WORK REQUIRED: Can you copy the material below word for word, from its first line up to and including the line containing "[(163, 104)]", with the pictures left out?

Image object location entries:
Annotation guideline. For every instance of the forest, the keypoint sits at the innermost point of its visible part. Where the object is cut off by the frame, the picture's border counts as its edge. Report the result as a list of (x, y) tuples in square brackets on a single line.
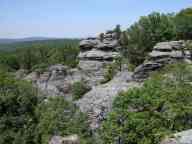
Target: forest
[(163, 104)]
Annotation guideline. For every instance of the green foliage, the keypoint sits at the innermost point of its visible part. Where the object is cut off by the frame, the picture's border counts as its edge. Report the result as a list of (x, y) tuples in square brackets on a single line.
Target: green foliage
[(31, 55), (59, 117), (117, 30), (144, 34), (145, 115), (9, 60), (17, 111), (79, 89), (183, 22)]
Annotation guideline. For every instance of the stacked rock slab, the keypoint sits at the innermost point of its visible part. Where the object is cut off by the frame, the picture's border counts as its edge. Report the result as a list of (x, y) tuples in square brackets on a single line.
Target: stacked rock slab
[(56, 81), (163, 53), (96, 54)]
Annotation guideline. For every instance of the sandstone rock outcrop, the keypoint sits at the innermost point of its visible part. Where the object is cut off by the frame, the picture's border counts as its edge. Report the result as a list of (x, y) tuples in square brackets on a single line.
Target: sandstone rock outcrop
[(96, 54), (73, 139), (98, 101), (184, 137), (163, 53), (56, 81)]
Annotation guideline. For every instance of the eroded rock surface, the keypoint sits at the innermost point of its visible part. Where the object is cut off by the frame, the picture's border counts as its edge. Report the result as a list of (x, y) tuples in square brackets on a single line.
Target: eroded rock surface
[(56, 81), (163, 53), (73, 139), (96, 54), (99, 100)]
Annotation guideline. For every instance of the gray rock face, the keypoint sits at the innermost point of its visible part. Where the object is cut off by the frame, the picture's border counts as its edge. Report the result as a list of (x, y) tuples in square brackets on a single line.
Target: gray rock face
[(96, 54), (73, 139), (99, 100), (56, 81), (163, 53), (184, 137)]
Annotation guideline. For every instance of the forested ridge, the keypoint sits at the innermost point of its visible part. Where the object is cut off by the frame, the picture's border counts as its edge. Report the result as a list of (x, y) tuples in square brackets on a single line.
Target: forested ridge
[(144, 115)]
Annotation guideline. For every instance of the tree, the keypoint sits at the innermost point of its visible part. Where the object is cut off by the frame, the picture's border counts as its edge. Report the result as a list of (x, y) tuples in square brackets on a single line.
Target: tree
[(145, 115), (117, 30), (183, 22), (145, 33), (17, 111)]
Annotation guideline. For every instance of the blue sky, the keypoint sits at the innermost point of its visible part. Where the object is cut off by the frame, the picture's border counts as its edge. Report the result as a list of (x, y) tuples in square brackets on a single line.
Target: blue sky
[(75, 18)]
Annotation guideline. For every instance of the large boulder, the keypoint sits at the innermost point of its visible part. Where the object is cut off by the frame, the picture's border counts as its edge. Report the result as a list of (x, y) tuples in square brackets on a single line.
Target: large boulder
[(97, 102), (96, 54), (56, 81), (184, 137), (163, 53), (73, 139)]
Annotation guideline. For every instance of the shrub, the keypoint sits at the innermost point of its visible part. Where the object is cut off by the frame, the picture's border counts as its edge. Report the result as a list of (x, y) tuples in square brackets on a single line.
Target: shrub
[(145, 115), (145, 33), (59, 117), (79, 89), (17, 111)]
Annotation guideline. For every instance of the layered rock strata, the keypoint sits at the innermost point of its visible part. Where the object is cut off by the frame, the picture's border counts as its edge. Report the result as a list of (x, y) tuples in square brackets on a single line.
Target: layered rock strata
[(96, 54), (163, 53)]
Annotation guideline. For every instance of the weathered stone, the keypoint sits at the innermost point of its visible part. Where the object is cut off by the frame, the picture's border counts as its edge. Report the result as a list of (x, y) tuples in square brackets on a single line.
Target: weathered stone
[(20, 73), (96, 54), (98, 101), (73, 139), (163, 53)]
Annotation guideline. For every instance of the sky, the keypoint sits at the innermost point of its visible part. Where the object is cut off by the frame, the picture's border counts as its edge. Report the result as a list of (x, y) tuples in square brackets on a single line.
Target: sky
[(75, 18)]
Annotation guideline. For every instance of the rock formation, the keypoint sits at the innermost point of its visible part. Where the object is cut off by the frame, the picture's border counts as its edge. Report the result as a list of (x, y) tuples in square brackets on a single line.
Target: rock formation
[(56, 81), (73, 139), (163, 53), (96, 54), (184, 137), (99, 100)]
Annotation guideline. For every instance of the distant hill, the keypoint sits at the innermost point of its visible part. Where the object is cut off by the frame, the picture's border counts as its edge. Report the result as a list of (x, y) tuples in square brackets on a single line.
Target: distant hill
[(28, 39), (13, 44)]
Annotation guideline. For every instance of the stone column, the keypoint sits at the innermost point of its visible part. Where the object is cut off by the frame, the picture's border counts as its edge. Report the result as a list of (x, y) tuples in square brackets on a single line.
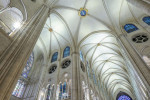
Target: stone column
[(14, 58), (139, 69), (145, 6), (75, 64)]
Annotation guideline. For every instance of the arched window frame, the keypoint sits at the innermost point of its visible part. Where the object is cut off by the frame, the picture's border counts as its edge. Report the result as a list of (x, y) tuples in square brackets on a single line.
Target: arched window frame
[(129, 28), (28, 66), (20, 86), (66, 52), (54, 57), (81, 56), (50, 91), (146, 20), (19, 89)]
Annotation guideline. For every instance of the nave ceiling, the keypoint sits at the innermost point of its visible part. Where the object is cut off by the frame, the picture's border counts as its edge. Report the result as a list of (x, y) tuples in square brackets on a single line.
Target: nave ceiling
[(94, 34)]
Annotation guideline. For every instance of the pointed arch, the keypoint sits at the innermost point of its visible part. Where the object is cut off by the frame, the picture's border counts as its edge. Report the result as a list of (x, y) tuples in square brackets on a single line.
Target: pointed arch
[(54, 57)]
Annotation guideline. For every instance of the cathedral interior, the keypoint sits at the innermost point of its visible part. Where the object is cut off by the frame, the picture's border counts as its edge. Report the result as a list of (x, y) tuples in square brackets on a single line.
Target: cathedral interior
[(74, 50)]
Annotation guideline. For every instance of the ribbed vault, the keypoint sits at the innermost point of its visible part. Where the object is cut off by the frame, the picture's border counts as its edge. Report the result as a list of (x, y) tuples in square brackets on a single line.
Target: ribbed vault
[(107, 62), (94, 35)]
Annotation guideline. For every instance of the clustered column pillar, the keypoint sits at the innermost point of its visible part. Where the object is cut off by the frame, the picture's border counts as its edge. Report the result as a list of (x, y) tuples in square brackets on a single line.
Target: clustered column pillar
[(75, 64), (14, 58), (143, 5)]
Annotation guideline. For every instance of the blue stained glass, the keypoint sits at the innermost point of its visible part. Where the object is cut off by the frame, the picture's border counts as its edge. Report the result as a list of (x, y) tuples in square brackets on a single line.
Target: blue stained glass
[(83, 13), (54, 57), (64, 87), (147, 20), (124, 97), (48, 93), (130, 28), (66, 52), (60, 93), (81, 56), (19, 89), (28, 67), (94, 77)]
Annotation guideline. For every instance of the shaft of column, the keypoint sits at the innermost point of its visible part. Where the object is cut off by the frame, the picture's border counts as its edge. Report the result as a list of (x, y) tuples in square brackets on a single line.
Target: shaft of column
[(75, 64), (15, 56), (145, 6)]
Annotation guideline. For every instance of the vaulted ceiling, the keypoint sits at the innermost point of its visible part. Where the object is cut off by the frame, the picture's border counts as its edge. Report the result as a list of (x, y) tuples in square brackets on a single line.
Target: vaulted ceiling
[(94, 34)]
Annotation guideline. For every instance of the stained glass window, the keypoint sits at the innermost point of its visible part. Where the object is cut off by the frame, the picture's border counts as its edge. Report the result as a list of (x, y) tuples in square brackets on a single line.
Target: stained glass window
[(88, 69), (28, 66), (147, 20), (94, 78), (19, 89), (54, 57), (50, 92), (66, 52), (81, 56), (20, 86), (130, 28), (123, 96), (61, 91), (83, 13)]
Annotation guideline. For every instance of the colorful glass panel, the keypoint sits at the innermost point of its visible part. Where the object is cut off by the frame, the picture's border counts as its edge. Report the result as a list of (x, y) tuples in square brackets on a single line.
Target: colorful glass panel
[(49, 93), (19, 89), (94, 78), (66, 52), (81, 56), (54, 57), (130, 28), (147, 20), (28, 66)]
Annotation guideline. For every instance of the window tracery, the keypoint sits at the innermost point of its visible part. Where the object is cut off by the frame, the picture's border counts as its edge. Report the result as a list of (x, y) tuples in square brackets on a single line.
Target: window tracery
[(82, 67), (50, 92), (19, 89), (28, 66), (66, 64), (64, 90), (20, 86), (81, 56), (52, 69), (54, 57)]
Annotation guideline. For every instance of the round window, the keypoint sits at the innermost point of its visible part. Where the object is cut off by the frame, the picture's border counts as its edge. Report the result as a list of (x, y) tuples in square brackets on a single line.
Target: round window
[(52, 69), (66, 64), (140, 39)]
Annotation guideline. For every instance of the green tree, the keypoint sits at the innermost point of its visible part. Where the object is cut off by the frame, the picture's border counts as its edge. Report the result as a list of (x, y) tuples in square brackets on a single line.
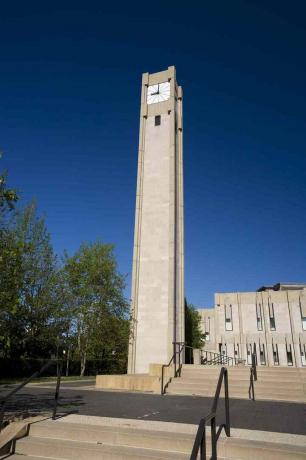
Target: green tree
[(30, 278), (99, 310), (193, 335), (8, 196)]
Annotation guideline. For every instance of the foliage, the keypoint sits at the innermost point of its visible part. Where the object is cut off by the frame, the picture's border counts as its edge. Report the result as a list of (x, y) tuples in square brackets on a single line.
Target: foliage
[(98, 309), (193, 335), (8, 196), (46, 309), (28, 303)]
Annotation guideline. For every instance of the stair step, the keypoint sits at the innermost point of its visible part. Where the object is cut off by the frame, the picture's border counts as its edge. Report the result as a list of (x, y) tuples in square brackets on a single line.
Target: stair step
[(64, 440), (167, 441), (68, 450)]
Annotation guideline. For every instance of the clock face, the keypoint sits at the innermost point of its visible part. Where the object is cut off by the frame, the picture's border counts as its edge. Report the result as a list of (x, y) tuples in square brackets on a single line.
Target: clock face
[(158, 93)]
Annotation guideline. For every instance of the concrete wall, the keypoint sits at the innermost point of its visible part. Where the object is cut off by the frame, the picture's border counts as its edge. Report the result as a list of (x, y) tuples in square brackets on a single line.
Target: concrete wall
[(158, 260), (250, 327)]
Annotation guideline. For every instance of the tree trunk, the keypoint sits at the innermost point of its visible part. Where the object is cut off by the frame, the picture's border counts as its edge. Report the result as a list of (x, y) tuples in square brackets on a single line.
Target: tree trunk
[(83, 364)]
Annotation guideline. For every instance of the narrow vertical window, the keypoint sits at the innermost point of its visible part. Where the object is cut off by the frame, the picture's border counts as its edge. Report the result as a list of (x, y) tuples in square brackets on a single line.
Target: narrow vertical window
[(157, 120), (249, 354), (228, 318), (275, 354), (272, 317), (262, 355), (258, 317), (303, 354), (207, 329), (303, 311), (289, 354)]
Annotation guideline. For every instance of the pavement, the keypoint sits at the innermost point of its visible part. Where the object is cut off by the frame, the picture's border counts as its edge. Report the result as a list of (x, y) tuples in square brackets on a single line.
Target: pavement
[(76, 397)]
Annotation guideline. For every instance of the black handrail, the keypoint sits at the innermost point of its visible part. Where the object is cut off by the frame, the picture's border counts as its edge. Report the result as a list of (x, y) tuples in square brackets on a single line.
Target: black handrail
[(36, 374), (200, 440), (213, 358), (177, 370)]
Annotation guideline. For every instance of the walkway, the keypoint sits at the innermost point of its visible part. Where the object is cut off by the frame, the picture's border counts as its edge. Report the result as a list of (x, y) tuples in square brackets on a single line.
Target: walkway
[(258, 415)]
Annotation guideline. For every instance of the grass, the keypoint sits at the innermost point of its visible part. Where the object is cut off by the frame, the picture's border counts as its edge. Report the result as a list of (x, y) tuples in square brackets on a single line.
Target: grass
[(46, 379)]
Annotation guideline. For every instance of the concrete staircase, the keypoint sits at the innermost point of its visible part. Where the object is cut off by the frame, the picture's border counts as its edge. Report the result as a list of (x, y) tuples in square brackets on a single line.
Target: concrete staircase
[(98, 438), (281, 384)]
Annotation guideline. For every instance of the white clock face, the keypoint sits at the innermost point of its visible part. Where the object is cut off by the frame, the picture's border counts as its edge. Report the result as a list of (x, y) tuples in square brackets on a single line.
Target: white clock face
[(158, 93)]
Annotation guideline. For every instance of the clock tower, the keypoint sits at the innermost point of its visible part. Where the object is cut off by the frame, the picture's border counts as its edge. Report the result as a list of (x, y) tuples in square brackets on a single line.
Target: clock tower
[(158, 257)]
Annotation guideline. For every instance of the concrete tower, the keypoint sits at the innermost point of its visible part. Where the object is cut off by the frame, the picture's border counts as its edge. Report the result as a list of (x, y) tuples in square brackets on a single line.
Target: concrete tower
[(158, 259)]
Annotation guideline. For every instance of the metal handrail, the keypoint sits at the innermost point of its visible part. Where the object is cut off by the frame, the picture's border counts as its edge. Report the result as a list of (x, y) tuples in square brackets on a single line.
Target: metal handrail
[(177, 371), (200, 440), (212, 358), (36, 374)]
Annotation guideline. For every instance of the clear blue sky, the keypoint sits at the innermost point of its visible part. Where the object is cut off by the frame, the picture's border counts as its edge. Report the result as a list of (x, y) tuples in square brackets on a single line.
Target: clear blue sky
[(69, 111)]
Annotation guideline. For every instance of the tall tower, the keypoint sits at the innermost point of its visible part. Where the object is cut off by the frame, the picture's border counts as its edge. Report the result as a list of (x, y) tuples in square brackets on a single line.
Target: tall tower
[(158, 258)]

ANSWER TO THE PROBLEM:
Annotation guideline. For every instance of the forest, the keypoint sits at the innermost point of its visible part. Where the object is cut off by the frame, the picture's border counts as its edge. Report the result as a list of (x, y) tuples in square brackets on a single line.
Target: forest
[(163, 104)]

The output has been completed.